#### [Information]
++++

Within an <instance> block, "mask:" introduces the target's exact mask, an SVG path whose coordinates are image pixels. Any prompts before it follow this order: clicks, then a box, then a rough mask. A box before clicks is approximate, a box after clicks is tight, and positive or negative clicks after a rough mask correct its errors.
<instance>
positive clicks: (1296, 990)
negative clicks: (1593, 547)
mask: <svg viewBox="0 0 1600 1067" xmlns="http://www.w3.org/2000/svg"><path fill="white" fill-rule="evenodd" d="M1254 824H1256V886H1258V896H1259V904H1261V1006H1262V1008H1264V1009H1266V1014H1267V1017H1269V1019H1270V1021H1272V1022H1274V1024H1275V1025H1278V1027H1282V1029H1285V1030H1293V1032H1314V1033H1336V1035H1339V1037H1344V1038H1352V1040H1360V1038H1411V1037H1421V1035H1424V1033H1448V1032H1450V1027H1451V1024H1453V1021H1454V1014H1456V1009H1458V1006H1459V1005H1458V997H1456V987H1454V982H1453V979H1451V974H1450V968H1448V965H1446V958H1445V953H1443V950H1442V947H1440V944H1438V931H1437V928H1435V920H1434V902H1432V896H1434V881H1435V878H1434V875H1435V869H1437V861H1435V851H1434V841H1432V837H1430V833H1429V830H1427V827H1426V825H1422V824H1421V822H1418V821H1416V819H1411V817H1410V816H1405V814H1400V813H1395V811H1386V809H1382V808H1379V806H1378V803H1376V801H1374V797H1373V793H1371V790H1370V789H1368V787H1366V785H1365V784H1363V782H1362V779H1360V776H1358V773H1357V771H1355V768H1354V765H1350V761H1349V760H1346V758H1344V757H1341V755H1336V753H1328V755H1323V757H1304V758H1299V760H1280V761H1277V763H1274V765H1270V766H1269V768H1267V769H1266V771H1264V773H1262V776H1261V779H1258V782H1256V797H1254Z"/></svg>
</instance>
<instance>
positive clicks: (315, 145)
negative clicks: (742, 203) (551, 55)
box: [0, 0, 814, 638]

++++

#### [What is being asked]
Your reply must repeat the entries above exactly and in full.

#### [The answer]
Within an <instance> block, "mask:" introduces the target's exact mask, an SVG path whose coordinates are image pixels. Any prompts before it follow this order: clicks, then a box, then a rough mask. A box before clicks is approximate, a box after clicks is tight, and positive or negative clicks after a rough mask correct its errors.
<instance>
positive clicks: (1296, 990)
negative clicks: (1593, 547)
mask: <svg viewBox="0 0 1600 1067" xmlns="http://www.w3.org/2000/svg"><path fill="white" fill-rule="evenodd" d="M1254 824H1256V886H1258V896H1259V904H1261V1006H1262V1008H1264V1009H1266V1014H1267V1017H1269V1019H1270V1021H1272V1022H1274V1024H1275V1025H1278V1027H1282V1029H1285V1030H1293V1032H1314V1033H1336V1035H1339V1037H1344V1038H1352V1040H1360V1038H1411V1037H1421V1035H1424V1033H1448V1032H1450V1027H1451V1024H1453V1021H1454V1014H1456V1009H1458V1006H1459V1005H1458V997H1456V987H1454V982H1453V979H1451V974H1450V968H1448V965H1446V958H1445V953H1443V950H1442V947H1440V944H1438V931H1437V928H1435V920H1434V902H1432V896H1434V881H1435V878H1434V875H1435V869H1437V861H1435V851H1434V841H1432V837H1430V833H1429V830H1427V827H1426V825H1422V824H1421V822H1418V821H1416V819H1411V817H1410V816H1405V814H1400V813H1395V811H1386V809H1382V808H1379V806H1378V803H1376V801H1374V797H1373V793H1371V790H1370V789H1368V787H1366V785H1365V784H1363V782H1362V779H1360V776H1358V773H1357V771H1355V768H1354V765H1350V761H1349V760H1346V758H1344V757H1341V755H1336V753H1328V755H1323V757H1304V758H1299V760H1280V761H1277V763H1274V765H1270V766H1269V768H1267V769H1266V771H1264V773H1262V776H1261V779H1258V782H1256V797H1254Z"/></svg>
</instance>
<instance>
positive clicks: (315, 145)
negative clicks: (742, 203) (551, 55)
box: [0, 0, 814, 638]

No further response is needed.